Zadanie 1. Przepisz bez zmian fragment wywiadu o konferencji NIW-CRSO zamieszczonego poniżej. Zacznij od słów „To pierwsza konferencja”, a zakończ po słowach „w tej sprawie zrobić?”.
Zadanie 2. Sprawdź, czy poniższe stwierdzenia są zgodne z wywiadem o konferencji NIW-CRSO. Przy każdym podaj „tak” albo „nie” oraz dosłownie przytocz rozstrzygające słowa wywiadu. (a) Na konferencję nadeszło ponad 850 zgłoszeń, a miejsc było 300. (b) Konkursy dla NGO na rok 2025 ogłosiły byłe władze Instytutu przed wyborami. (c) Rozmówca wskazuje, że zadaniem NIW jest pomaganie organizacjom w uniezależnianiu się od środków publicznych.

==== Tekst źródłowy ====

Materiał powstał we współpracy z Narodowym Instytutem Wolności

Niedawno odbyło się duże wydarzenie, doroczna konferencja NIW-CRSO. Jak pan by ją podsumował?

To pierwsza konferencja w nowym otwarciu, bo NIW przez lata w wielu kręgach nie cieszył się dobrą sławą. Instytut zarządza wieloma bardzo wartościowymi programami, ale wśród grantów były też takie, które budziły spore zastrzeżenia, także nasze. Stąd np. wnioski do prokuratury składane przez nas jako nowe władze NIW. Zatem dla nas konferencja była szansą na pokazanie nowych, bardziej transparentnych standardów i bardziej partnerskiego podejścia do organizacji pozarządowych (NGO). Dowodem zaufania, jakim darzy nas dzisiaj sektor, było ogromne zainteresowanie: mieliśmy tylko 300 miejsc, a nadeszło ponad 850 zgłoszeń. To rekordowa liczba w historii Instytutu, co pokazuje, że organizacje są ciekawe zmian, chcą rozmawiać i dowiedzieć się, jaką mamy dla nich ofertę.

Przedstawiciele NGO zwracali uwagę na niepewność ich sytuacji. Co można w tej sprawie zrobić?

Po roku od wyborów organizacje są nieco sfrustrowane tym, że nie widzą jasnych działań wobec sektora. Ale z punktu widzenia Instytutu sytuacja wygląda tak, że byłe władze jesienią zeszłego roku, przed wyborami, ogłosiły konkursy dla NGO. My dzisiaj ogłaszamy konkursy na rok 2025. Stąd przesunięcie i poczucie braku nowych środków. Już wystartowaliśmy z konkursami. Przez najbliższe tygodnie NGO mogą aplikować o środki, także na budowanie swojego potencjału. Jako NIW w dużej części zajmujemy się finansowaniem różnego typu projektów, ale ostatecznie naszym zadaniem jest to, żeby pomagać organizacjom uniezależniać się od środków publicznych.

==== Przekazane rekordy ====

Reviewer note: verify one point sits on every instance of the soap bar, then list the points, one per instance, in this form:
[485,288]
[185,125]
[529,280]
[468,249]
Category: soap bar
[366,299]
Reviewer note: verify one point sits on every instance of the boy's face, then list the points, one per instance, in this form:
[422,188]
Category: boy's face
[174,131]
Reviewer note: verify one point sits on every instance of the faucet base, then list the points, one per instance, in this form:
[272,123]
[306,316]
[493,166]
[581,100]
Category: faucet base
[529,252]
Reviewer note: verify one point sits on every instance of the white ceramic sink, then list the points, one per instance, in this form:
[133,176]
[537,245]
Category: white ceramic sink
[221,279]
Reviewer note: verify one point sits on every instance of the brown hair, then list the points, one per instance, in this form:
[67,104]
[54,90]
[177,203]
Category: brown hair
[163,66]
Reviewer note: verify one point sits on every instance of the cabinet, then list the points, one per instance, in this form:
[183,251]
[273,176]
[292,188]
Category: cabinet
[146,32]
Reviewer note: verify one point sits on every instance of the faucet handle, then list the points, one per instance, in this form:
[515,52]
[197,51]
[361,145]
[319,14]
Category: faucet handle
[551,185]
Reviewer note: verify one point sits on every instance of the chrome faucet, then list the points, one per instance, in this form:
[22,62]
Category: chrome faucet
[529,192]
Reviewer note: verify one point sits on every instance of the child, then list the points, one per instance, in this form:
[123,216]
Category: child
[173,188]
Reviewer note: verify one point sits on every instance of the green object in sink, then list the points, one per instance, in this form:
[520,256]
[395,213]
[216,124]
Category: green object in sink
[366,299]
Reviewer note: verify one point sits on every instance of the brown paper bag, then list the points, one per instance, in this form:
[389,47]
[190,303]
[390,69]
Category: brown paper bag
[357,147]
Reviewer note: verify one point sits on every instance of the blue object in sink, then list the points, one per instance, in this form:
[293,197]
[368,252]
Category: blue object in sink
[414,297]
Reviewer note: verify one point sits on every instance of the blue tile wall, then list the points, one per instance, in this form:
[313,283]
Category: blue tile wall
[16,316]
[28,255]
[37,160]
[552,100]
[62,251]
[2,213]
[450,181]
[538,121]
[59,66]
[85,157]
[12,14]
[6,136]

====

Wynik ćwiczenia 1.
To pierwsza konferencja w nowym otwarciu, bo NIW przez lata w wielu kręgach nie cieszył się dobrą sławą. Instytut zarządza wieloma bardzo wartościowymi programami, ale wśród grantów były też takie, które budziły spore zastrzeżenia, także nasze. Stąd np. wnioski do prokuratury składane przez nas jako nowe władze NIW. Zatem dla nas konferencja była szansą na pokazanie nowych, bardziej transparentnych standardów i bardziej partnerskiego podejścia do organizacji pozarządowych (NGO). Dowodem zaufania, jakim darzy nas dzisiaj sektor, było ogromne zainteresowanie: mieliśmy tylko 300 miejsc, a nadeszło ponad 850 zgłoszeń. To rekordowa liczba w historii Instytutu, co pokazuje, że organizacje są ciekawe zmian, chcą rozmawiać i dowiedzieć się, jaką mamy dla nich ofertę.

Przedstawiciele NGO zwracali uwagę na niepewność ich sytuacji. Co można w tej sprawie zrobić?

Wynik ćwiczenia 2.
(a) Tak: „mieliśmy tylko 300 miejsc, a nadeszło ponad 850 zgłoszeń”.
(b) Nie: „My dzisiaj ogłaszamy konkursy na rok 2025.”
(c) Tak: „naszym zadaniem jest to, żeby pomagać organizacjom uniezależniać się od środków publicznych”.